-- Text passage follows --

Researchers analyzed records from more than 5,600 senior citizens who took part in the long-running national Health and Retirement Study (HRS), examining how their body mass index (BMI) related to end-of-life measures, such as their use of hospice services. Results indicated that people with higher BMIs were less likely to enter hospice care, and among those who did, seniors with obesity spent fewer days in hospice than those with lower BMIs.
The study also found that about 60 percent of the seniors in the study died at home—an experience that most Americans say they would choose for their own deaths. But that percentage dropped as BMI rose.
In all, Harris says, the findings point to a larger issue that will become more urgent as the increasingly overweight American population ages. “Obesity is a complex disease, and this study has shown another side of its effect on patients and the health care system. Patients with obesity may need extra help, but they deserve the best health care and better health outcomes.”
The researchers focused on Medicare claims in the last six months of the participants’ lives, looking at use of hospice services and controlling for gender, race, marital status, multiple medical conditions and household assets. They also had information from surveys of the participants’ loved ones about their end-of-life care in addition to all participants’ last measured BMI.
Fifteen percent of participants were obese, with BMIs over 30, and 2 percent were morbidly obese, with BMIs over 40. Another 31 percent were overweight, with BMIs between 25 and 29.9.
The differences in end-of-life care also translated into differences in cost. In the last six months of life for a person with a normal BMI, the Medicare system spent about $43,000 for all types of care. For an obese person, the costs for that same period were about $3,500 higher.
Although the study didn’t look at the reasons why people with obesity received less hospice care, senior author Jennifer Griggs, M.D., M.P.H., a professor at the University of Michigan Medical School, suspects that several factors may be involved.
One possibility is that obesity can mask the changes physicians typically use to determine when it is time for a person to enter hospice, which include more pronounced cheekbones, collarbones and pelvic bones due to end-of-life weight loss. These changes in body weight are more noticeable in leaner patients. “To refer a patient for hospice, you have to believe that they are in the dying process,” Griggs notes.
“Many policies focus on preventing or reducing obesity in the U.S., but we will also need policies to encourage the provision of high-quality care for people with obesity,” Dr. Harris said. “More attention should be paid to payment structures that recognize the challenges involved with health care for men and women with obesity.”
The study was funded by the Robert Wood Johnson Foundation, U.S. Department of Veterans Affairs, and National Institutes of Health; the HRS is funded by the National Institute on Aging grant U01AG009740.
Harris is an assistant professor of obstetrics, gynecology and reproductive sciences at Pitt who participated in the Robert Wood Johnson Clinical Scholars Program at the University of Michigan. Griggs is a professor of hematology/oncology in the University of Michigan Medical School who also holds a joint appointment at the University of Michigan School of Public Health.
Other authors include current and former IHPI members Elena Byhoff, M.D., M.Sc., Chithra Perumalswami, M.D., M.Sc., and Kenneth Langa, M.D., Ph.D. Alexi Wright, M.D., M.P.H., of the Dana Farber Cancer Institute, is a co-author.

-- Text passage concluded --
-- Data extract follows --

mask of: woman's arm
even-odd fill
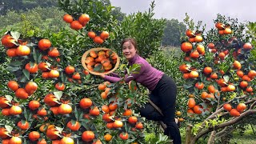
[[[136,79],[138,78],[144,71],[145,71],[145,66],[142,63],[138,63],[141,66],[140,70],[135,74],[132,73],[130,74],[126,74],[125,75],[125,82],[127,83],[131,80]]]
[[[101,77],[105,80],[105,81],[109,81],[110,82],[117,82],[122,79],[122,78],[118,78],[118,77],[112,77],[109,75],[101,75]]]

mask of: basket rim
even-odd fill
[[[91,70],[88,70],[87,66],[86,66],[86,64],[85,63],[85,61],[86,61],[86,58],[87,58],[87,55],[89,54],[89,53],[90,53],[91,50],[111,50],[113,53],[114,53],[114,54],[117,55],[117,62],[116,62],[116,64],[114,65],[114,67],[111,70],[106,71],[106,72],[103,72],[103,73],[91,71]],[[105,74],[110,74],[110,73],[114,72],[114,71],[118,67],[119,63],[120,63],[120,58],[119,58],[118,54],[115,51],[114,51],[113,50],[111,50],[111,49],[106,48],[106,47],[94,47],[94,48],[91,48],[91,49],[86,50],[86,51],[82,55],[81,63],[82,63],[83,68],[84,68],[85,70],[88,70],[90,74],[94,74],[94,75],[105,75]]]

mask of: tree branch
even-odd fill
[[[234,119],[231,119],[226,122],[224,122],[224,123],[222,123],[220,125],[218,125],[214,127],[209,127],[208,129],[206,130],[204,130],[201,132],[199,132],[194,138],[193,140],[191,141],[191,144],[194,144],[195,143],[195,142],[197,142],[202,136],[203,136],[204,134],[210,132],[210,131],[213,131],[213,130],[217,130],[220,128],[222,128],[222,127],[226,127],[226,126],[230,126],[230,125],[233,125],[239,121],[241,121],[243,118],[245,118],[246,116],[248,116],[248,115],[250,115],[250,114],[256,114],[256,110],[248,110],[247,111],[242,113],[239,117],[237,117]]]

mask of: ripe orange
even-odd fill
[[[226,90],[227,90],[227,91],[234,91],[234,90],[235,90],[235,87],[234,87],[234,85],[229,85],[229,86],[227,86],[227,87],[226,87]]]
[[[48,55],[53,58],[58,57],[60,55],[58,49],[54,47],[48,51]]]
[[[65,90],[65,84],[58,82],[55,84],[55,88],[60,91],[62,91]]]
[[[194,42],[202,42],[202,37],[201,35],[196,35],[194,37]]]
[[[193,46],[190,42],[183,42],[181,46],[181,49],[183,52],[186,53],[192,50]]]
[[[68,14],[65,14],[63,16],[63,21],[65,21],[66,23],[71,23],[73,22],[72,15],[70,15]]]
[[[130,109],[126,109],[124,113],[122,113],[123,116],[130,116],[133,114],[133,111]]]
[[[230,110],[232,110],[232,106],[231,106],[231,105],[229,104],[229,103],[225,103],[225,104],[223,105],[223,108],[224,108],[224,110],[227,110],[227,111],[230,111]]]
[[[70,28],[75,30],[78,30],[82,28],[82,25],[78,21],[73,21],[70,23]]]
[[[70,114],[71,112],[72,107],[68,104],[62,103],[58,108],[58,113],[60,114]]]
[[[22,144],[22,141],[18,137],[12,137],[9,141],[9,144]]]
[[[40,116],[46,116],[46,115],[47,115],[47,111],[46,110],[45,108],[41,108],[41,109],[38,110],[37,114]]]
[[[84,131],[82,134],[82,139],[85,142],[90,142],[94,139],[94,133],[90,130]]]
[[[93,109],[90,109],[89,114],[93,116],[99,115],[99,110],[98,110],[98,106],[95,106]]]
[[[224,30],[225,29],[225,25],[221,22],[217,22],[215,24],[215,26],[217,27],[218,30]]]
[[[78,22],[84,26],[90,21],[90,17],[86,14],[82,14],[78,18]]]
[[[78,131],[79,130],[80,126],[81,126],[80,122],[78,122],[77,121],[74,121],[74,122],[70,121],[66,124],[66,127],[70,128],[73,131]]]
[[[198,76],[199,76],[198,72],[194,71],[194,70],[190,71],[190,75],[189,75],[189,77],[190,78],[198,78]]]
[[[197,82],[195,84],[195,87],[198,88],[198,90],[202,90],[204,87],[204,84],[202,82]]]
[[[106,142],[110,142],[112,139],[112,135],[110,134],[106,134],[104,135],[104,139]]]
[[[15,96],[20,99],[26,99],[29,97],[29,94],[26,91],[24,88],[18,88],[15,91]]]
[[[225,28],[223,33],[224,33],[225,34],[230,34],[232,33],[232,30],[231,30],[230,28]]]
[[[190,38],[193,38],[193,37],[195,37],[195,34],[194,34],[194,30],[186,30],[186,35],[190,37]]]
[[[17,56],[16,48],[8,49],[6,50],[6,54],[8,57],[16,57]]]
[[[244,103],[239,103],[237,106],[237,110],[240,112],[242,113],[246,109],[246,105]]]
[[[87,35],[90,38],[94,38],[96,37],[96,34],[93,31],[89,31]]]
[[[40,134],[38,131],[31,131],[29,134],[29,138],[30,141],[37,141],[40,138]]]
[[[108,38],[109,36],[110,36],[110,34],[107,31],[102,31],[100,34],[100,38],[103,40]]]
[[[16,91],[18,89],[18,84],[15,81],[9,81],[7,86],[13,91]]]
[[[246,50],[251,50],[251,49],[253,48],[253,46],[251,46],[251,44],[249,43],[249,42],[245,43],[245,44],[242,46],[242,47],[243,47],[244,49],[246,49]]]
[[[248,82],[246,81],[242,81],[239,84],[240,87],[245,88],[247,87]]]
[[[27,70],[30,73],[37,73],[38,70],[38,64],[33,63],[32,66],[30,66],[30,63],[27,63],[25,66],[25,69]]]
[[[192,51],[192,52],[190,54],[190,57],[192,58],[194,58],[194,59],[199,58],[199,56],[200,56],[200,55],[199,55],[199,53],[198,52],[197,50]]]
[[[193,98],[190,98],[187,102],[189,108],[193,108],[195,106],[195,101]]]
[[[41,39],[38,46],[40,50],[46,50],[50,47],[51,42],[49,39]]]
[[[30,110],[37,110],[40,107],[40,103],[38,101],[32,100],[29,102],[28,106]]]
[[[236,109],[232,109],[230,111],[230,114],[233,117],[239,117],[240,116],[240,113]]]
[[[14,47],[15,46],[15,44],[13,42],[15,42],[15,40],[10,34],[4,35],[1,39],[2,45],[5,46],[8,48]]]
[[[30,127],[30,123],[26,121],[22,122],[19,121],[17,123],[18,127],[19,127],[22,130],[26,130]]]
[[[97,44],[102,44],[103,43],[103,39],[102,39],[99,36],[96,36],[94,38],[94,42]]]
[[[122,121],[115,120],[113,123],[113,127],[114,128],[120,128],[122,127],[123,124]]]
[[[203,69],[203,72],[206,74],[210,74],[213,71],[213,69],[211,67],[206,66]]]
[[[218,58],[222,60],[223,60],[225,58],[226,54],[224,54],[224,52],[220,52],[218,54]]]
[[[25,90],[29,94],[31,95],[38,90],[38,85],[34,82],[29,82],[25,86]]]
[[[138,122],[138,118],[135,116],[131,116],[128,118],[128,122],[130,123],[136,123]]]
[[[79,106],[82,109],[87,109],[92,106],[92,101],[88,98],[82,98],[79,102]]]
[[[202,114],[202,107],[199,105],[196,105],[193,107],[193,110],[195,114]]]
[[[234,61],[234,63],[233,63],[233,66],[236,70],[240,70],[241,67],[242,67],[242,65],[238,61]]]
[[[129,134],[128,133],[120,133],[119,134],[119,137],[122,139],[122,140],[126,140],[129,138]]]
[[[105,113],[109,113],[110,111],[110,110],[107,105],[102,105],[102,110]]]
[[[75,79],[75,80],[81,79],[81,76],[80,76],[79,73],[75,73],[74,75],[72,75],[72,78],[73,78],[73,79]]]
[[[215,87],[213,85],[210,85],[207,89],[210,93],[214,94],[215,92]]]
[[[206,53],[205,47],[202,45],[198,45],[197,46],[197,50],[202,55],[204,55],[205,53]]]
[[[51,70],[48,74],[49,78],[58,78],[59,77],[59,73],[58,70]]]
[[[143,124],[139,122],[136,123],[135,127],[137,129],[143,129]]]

-- Data extract concluded --
-- Data extract follows --

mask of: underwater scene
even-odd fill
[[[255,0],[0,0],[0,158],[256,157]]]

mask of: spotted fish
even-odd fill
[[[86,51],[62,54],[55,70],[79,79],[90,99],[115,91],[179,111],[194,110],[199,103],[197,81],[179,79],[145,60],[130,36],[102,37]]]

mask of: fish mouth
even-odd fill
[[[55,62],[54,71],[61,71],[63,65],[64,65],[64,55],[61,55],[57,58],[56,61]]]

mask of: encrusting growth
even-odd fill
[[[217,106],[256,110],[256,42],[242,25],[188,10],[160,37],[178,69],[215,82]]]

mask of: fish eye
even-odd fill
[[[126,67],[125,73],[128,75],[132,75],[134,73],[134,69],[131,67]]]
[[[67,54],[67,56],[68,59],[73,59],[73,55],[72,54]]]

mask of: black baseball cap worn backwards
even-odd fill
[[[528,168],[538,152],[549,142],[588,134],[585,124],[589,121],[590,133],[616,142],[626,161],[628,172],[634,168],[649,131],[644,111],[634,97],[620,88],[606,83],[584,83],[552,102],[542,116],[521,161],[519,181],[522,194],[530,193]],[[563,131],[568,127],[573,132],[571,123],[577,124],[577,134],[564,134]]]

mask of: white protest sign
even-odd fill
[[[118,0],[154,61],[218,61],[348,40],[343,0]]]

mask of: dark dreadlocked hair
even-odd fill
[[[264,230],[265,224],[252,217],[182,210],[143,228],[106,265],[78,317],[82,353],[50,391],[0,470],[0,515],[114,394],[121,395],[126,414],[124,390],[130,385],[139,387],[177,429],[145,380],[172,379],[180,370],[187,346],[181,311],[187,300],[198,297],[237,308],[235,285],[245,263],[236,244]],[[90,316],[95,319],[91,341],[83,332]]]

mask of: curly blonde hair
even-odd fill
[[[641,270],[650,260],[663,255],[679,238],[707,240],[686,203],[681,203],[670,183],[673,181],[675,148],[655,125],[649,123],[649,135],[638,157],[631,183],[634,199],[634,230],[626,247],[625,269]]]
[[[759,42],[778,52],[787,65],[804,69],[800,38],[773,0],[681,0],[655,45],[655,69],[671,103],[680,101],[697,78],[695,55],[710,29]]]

-- Data extract concluded --

• _Goal of the exercise_
Return the passage of the article on obesity and end-of-life care from "The study was" to "Aging grant U01AG009740.", copied word for word.

• _Exercise solution_
The study was funded by the Robert Wood Johnson Foundation, U.S. Department of Veterans Affairs, and National Institutes of Health; the HRS is funded by the National Institute on Aging grant U01AG009740.